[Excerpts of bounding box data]
>>
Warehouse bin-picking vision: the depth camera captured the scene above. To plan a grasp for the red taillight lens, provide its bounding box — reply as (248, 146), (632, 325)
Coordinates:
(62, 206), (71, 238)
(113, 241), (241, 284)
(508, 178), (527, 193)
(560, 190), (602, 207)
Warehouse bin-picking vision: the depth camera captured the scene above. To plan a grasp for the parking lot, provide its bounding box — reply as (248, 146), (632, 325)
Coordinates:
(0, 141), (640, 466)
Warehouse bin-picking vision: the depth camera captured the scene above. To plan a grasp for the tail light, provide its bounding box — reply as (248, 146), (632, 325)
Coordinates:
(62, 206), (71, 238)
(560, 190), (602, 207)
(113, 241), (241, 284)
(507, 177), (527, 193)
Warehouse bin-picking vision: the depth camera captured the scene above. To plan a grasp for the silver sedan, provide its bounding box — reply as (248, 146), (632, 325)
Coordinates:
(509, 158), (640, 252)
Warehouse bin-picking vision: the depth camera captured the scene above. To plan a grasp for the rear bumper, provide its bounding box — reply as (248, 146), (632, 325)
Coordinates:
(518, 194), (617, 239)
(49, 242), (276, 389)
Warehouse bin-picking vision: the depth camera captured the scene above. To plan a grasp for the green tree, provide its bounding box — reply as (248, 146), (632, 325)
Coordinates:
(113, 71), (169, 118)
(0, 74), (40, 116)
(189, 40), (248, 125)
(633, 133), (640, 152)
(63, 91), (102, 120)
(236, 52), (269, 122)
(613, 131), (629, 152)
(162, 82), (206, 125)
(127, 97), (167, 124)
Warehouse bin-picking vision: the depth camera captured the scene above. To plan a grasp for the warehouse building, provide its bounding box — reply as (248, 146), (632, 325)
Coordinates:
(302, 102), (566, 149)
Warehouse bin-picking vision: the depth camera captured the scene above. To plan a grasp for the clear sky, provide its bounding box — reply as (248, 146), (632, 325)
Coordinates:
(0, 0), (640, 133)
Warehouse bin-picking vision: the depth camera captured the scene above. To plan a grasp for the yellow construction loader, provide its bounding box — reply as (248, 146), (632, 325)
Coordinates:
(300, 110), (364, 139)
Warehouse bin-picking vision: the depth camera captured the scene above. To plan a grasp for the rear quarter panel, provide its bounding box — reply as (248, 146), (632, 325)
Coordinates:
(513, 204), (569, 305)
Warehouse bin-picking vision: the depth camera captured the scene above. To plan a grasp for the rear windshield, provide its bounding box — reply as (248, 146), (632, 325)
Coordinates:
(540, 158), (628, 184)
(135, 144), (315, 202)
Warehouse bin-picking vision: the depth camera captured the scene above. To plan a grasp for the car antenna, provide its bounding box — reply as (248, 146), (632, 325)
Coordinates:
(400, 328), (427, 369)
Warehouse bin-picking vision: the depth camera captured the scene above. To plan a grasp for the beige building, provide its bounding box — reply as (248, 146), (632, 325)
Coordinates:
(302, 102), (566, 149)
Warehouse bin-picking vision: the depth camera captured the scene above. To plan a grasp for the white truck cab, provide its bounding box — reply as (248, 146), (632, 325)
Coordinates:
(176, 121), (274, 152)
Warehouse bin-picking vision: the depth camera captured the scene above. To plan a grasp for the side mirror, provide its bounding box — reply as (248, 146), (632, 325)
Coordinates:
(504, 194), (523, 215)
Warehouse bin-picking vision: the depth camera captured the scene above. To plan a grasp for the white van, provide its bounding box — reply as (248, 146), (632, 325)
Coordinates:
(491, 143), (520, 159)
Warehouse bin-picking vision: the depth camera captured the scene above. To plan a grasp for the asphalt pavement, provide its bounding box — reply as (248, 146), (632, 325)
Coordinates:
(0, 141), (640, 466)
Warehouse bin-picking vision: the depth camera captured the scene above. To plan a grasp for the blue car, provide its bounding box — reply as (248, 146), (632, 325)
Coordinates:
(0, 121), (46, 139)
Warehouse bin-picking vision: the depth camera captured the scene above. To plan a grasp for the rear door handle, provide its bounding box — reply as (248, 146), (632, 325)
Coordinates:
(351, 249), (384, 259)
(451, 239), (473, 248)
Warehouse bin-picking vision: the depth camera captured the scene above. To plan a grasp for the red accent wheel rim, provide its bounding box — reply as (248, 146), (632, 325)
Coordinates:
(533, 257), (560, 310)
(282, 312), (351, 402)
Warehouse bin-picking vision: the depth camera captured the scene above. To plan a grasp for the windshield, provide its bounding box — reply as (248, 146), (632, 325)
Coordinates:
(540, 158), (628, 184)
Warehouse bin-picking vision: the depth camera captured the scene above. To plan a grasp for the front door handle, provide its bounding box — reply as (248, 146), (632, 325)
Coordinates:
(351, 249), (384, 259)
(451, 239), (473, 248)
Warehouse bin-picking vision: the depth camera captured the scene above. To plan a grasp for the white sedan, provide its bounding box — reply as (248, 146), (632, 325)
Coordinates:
<<
Directive: Write the entries again, exactly as they stand.

Worked answer:
Warehouse bin-picking vision: the depth camera captured the scene above. To plan a grasp for the red taillight lens, provide its bounding box — reply as (248, 146), (632, 325)
Coordinates:
(62, 206), (71, 238)
(113, 241), (241, 284)
(508, 178), (527, 193)
(560, 190), (602, 207)
Warehouse bin-picking vision: the depth camera captured the scene above. To plan a grasp for the parking lot, provide its bounding box — reply as (248, 146), (632, 325)
Coordinates:
(0, 141), (640, 466)
Warehouse bin-picking vision: the depth camera captured the scene above. To plan a grasp for the tail light, provide its bounding box — reply as (248, 146), (632, 325)
Coordinates:
(62, 206), (71, 238)
(560, 190), (602, 207)
(113, 241), (241, 284)
(507, 177), (527, 193)
Warehouse bin-picking vision: the depth camera captured the scene above. To plan a grasp for the silver sedan, provide its bounding box — reply as (248, 146), (632, 325)
Coordinates:
(509, 158), (640, 252)
Warehouse bin-picking vision: the depth camera captured the scene above. To plan a grasp for the rear bumper, provide its bounding box — reply as (248, 146), (632, 325)
Coordinates:
(518, 194), (617, 239)
(49, 242), (276, 389)
Warehouse bin-picking vision: the depth camera captured the scene above. To plan a grasp for the green tree, provide its bounding box — reply as (248, 146), (632, 325)
Coordinates:
(113, 71), (169, 118)
(0, 74), (40, 116)
(189, 40), (248, 125)
(633, 133), (640, 152)
(63, 91), (102, 120)
(236, 52), (269, 122)
(613, 131), (629, 152)
(162, 82), (206, 125)
(127, 97), (167, 124)
Warehouse bin-picking vision: the depth camera captured the scene above. To plan a grasp for the warehouse building, provide its bounding box — reply as (248, 146), (632, 325)
Coordinates:
(302, 102), (566, 149)
Warehouse bin-picking vision: the depth camera captured the scene above. To plan a grasp for the clear sky, provide its bounding box — reply as (248, 146), (632, 325)
Coordinates:
(0, 0), (640, 133)
Warehouse bin-picking vision: the depth camera captured the scene above. To plan a grasp for the yellow construction loader, provide its bounding box — reply as (248, 146), (632, 325)
Coordinates:
(300, 110), (364, 139)
Warehouse bin-picking vision: the depth camera captured the scene above. To plan a grasp for the rear quarter panel, provide its bounding box — reply as (248, 146), (632, 325)
Coordinates:
(513, 204), (569, 305)
Warehouse bin-picking vision: the depth camera captured the scene above. To plan a grasp for the rear windshield, provide its bounding box — reply as (248, 146), (632, 325)
Coordinates:
(540, 158), (628, 184)
(135, 144), (315, 202)
Warehouse bin-picking vision: the depth camera captured the scene above. To plan a grasp for the car antenna, provide its bounding box — reply as (248, 146), (632, 325)
Coordinates:
(400, 328), (427, 369)
Warehouse bin-picking vision: the depth camera captured the scene above. To plan a grasp for the beige building, provide its bounding box — reply as (248, 146), (632, 325)
Coordinates:
(302, 102), (566, 149)
Warehouse bin-picking vision: the depth camera captured the scene above. To plan a grasp for the white truck cab, provide its bounding box — reply as (248, 146), (632, 325)
Coordinates:
(176, 121), (274, 152)
Warehouse bin-picking vision: the depth camera captured the scene above. To plan a grasp for the side mirror, provide its bounding box — reply as (248, 146), (632, 325)
Coordinates:
(504, 194), (523, 215)
Warehouse bin-picking vision: the depth camera captured the scene above. To plan a grasp for the white van, provide its bounding box — reply as (248, 146), (632, 325)
Coordinates:
(491, 143), (520, 159)
Warehouse bin-picking vision: the depth camera captured the scene above. To plan a grasp for the asphalt pavement, provide its bounding box — reply as (248, 146), (632, 325)
Coordinates:
(0, 141), (640, 466)
Warehouse bin-picking vision: the depth camera captured the scene above. To plan a grasp for the blue car, provide its bounding box — reply as (248, 146), (632, 325)
Coordinates:
(0, 121), (46, 139)
Warehouse bin-picking vision: the depth camera captured the scene above. To plan a grasp for the rear door handle, provide its bounding box — reply as (248, 146), (632, 325)
Coordinates:
(351, 249), (384, 259)
(451, 239), (473, 248)
Warehouse bin-picking vision: the depth camera captured the scene above. To plan a grasp for the red accent wheel rim, provide its bounding box — reply as (248, 146), (632, 325)
Coordinates:
(533, 257), (560, 310)
(282, 312), (351, 402)
Warehouse bin-picking vision: the depth camera captured the scene above. To plan a grasp for the windshield, provide its bounding box — reply as (248, 146), (632, 325)
Coordinates:
(540, 158), (628, 184)
Warehouse bin-picking vision: the depth camera captured the scene above. To plan a grasp for the front door handle, provide its bounding box — reply as (248, 146), (632, 325)
Coordinates:
(351, 249), (384, 259)
(451, 239), (473, 248)
Warehouse bin-picking vision: the depth camera captured the scene above. To plan a grasp for the white sedan, provide its bounding box — reply as (248, 146), (632, 325)
Coordinates:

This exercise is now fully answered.